• The records:
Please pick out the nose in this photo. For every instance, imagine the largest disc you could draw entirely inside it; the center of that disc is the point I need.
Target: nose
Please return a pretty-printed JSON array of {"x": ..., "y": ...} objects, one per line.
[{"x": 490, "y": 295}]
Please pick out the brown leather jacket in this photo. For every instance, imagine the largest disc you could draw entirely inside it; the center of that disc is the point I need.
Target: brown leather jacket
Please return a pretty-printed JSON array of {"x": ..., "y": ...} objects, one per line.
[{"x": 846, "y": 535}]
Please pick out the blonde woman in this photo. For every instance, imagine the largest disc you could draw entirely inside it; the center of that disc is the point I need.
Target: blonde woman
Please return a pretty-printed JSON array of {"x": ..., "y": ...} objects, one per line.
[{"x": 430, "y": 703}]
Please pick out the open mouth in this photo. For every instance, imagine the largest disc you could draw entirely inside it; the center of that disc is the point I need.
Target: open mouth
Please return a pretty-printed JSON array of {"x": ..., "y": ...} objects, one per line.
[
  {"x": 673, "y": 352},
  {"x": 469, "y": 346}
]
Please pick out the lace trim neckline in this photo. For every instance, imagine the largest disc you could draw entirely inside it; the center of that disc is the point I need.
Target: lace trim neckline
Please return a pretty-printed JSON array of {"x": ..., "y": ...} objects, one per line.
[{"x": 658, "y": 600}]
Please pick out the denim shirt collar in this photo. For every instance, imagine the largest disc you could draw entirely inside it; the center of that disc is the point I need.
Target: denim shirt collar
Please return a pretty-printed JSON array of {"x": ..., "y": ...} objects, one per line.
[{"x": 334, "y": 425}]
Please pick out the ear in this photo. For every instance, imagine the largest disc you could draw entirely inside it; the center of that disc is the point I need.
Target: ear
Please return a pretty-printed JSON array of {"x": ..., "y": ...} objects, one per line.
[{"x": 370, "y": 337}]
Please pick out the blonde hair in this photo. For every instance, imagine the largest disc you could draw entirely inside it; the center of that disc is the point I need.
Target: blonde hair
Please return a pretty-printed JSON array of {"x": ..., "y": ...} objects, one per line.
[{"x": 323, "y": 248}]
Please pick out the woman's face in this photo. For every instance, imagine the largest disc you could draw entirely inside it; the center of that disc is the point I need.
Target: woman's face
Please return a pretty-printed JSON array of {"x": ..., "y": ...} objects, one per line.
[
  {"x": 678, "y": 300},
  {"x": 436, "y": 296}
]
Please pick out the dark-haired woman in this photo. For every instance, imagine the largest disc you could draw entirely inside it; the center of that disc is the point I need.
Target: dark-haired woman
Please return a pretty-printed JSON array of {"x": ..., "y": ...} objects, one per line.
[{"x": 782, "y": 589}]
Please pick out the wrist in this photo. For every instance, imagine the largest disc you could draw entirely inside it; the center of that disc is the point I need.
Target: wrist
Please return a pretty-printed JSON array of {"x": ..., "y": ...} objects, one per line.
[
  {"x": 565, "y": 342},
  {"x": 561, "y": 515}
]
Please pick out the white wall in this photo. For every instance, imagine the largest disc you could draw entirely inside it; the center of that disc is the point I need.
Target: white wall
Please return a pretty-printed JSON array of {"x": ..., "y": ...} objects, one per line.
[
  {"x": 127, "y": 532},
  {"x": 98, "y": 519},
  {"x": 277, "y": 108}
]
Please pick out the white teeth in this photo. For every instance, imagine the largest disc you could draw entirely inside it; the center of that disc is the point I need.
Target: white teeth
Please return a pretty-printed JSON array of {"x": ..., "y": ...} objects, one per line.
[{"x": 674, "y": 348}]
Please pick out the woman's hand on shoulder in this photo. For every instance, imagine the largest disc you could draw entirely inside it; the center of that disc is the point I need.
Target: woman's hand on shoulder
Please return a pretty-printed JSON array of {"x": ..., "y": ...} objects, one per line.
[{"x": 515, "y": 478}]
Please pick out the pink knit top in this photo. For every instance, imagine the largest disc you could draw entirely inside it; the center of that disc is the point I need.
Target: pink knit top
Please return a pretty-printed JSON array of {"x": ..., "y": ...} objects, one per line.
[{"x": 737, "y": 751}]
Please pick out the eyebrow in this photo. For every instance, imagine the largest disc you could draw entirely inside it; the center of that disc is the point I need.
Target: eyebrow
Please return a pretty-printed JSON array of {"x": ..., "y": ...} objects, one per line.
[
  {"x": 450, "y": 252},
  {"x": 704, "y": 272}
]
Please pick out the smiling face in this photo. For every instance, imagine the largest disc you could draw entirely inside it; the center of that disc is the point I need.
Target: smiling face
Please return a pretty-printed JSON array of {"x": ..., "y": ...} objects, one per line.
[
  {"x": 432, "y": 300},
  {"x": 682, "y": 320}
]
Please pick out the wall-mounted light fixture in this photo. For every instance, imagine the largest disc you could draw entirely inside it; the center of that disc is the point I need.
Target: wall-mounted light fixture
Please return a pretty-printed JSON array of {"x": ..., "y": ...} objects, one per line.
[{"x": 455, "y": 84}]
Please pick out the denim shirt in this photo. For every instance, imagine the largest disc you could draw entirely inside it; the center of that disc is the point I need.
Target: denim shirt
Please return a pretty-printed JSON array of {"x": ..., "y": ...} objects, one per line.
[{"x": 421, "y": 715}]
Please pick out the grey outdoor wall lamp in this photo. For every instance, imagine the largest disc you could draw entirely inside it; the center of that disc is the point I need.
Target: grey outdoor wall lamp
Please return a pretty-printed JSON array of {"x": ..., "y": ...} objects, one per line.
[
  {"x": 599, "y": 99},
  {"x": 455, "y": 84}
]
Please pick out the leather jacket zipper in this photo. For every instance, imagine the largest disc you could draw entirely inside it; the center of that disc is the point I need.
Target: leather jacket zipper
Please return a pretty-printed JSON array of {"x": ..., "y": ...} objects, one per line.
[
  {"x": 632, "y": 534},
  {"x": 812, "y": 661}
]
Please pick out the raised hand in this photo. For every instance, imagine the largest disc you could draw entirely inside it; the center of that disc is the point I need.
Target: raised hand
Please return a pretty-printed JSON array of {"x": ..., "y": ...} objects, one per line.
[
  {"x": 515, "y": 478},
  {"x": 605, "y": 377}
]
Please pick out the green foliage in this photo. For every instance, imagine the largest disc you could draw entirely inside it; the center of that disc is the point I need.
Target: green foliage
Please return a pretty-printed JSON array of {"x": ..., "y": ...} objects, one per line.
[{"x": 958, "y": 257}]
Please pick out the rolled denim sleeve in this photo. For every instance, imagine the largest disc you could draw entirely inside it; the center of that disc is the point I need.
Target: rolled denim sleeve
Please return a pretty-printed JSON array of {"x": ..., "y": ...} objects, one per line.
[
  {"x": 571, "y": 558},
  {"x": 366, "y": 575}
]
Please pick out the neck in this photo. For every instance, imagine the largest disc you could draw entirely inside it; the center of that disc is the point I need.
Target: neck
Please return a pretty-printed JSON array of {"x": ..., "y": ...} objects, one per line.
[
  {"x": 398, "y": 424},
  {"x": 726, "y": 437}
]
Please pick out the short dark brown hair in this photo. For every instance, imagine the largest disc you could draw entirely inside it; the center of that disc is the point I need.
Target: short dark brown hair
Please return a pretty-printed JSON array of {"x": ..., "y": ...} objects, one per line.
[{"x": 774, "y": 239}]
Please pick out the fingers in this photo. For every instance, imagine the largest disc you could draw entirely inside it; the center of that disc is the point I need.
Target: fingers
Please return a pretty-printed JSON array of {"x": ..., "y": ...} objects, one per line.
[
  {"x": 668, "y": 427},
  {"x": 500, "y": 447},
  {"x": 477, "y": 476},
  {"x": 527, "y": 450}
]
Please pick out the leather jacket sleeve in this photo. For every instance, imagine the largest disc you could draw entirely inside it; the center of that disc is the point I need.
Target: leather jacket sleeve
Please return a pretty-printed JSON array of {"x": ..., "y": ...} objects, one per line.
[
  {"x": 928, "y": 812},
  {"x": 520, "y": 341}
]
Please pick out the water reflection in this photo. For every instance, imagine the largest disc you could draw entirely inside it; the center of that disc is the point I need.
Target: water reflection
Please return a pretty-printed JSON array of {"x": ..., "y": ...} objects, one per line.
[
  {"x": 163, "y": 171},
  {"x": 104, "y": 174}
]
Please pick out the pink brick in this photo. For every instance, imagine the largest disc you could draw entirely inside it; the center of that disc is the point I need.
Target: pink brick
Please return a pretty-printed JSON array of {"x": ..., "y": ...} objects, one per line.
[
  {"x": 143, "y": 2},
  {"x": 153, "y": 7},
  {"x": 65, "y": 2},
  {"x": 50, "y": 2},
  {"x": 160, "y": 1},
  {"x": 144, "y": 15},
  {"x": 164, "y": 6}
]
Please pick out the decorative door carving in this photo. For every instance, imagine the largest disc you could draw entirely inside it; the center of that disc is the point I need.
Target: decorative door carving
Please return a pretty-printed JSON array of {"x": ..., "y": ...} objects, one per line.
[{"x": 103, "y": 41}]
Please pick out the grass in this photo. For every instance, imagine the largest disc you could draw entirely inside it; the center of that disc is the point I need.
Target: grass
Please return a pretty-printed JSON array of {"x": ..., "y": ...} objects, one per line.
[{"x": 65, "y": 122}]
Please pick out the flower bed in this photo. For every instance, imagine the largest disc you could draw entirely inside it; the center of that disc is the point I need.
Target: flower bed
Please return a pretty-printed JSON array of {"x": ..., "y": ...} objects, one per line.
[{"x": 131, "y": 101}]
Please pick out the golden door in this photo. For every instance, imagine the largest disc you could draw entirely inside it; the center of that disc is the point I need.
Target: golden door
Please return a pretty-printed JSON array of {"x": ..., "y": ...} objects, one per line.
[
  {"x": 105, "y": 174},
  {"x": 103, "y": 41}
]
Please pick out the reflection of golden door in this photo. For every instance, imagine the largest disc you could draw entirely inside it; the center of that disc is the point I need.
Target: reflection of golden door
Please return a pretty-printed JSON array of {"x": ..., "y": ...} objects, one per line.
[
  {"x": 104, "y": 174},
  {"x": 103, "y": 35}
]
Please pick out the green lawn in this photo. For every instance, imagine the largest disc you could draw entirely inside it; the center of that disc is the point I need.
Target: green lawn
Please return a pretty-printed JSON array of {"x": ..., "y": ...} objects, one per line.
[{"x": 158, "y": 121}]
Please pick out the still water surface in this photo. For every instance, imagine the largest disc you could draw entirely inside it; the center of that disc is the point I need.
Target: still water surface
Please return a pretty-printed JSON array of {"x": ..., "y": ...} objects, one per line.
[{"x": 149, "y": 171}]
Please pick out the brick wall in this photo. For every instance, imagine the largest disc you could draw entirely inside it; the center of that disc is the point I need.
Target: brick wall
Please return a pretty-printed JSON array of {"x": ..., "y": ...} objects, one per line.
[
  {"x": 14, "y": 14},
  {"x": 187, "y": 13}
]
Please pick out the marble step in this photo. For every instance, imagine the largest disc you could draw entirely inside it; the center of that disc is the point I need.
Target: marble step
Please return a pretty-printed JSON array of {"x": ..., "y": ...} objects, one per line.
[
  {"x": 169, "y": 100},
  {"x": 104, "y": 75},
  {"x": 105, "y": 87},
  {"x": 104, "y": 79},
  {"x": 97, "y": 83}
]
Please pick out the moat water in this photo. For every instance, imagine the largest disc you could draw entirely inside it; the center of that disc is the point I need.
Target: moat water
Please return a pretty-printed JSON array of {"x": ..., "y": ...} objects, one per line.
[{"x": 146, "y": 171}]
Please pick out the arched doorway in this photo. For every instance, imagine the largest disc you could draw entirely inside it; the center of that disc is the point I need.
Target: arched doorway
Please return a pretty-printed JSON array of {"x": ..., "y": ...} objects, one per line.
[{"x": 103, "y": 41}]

• Exercise objective: Taking the records above, retype every line from the one with "Target: lace trim neckline" down to the one with "Please pick out the woman's face", exactly and with nothing else.

• Answer to the problem:
Target: lace trim neckline
Please return a pretty-printed JSON array of {"x": ..., "y": ...} objects, one per line.
[{"x": 658, "y": 600}]
Please pick out the denim shirt collar in this photo. For every instance, imagine the largest disc you could draw entirely inside it; the center of that disc is the point I need.
Target: denim shirt collar
Please return a pretty-printed JSON array of {"x": ..., "y": ...} objects, one per line.
[{"x": 334, "y": 425}]
Please pick out the ear in this photo. For every instance, imagine the largest disc you could draw entirely inside it; the center of that disc is the point I need.
Target: ear
Please return a pretty-printed JSON array of {"x": ..., "y": ...} objects, one per line.
[{"x": 370, "y": 337}]
Please pick out the blonde hair in this photo. For every instance, imagine the largest disc you could draw entirely inside it; the center of that disc is the point I need.
Target: blonde hair
Please return a pretty-printed JSON array of {"x": ..., "y": ...} objects, one per line.
[{"x": 323, "y": 248}]
Please pick out the woman's face in this photo. For every instance, imagine the largest disc you could draw entirely inside it; the center of that disc is the point I need.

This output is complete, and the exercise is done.